Repeat the following lines exactly and nothing else: the line containing "Hi there — if you don't mind, please find the american" and each line after it through the end of the listing.

(DATA FOR REVIEW)

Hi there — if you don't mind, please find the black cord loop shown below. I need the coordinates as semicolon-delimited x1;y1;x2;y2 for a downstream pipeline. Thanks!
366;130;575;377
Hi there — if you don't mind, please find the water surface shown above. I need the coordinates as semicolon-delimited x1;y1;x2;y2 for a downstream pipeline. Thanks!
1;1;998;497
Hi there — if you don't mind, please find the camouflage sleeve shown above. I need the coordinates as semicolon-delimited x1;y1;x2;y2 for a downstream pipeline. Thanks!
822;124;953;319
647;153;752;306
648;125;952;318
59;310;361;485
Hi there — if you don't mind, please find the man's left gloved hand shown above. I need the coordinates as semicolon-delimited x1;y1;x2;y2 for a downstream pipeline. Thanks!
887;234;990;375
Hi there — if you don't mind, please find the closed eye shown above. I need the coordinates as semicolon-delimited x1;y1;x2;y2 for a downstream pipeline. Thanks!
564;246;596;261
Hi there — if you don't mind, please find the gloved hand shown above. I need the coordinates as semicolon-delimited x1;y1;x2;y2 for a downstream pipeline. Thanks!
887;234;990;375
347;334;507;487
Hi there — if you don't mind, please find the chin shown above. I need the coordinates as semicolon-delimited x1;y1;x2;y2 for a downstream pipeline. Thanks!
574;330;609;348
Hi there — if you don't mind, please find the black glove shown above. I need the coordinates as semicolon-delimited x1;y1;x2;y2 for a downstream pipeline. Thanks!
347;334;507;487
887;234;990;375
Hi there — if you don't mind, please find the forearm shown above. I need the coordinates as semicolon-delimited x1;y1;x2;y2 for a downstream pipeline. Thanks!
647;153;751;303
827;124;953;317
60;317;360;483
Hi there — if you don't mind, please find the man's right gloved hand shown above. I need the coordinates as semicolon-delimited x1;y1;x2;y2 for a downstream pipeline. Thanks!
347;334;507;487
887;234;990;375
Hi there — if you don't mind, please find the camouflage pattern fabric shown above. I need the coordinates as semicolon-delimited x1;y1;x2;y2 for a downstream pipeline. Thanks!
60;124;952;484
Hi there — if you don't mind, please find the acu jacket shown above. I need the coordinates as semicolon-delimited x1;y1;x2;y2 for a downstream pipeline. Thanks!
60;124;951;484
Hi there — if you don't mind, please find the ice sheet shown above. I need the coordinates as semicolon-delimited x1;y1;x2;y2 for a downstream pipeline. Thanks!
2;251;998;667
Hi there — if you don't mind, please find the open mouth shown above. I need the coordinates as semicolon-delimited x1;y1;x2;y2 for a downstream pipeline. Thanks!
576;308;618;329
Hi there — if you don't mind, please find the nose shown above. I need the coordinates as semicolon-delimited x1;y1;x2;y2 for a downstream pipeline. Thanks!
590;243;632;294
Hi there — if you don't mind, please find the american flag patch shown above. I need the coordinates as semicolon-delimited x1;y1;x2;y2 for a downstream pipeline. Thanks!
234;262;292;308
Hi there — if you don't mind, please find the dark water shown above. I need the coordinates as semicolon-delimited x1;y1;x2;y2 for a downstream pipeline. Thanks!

(End DATA FOR REVIEW)

• COMPLETED TASK
Hi there — if you don't mind, please find the american flag patch shown above. I need the coordinates as semicolon-delimited x1;y1;x2;y2 for a downstream pipeline. Thanks!
234;262;292;308
Hi there — if you don't mind, please find the dark water shown above. I need the coordinates as semicolon-delimited x1;y1;x2;y2 for a downstream pipeline. Thanks!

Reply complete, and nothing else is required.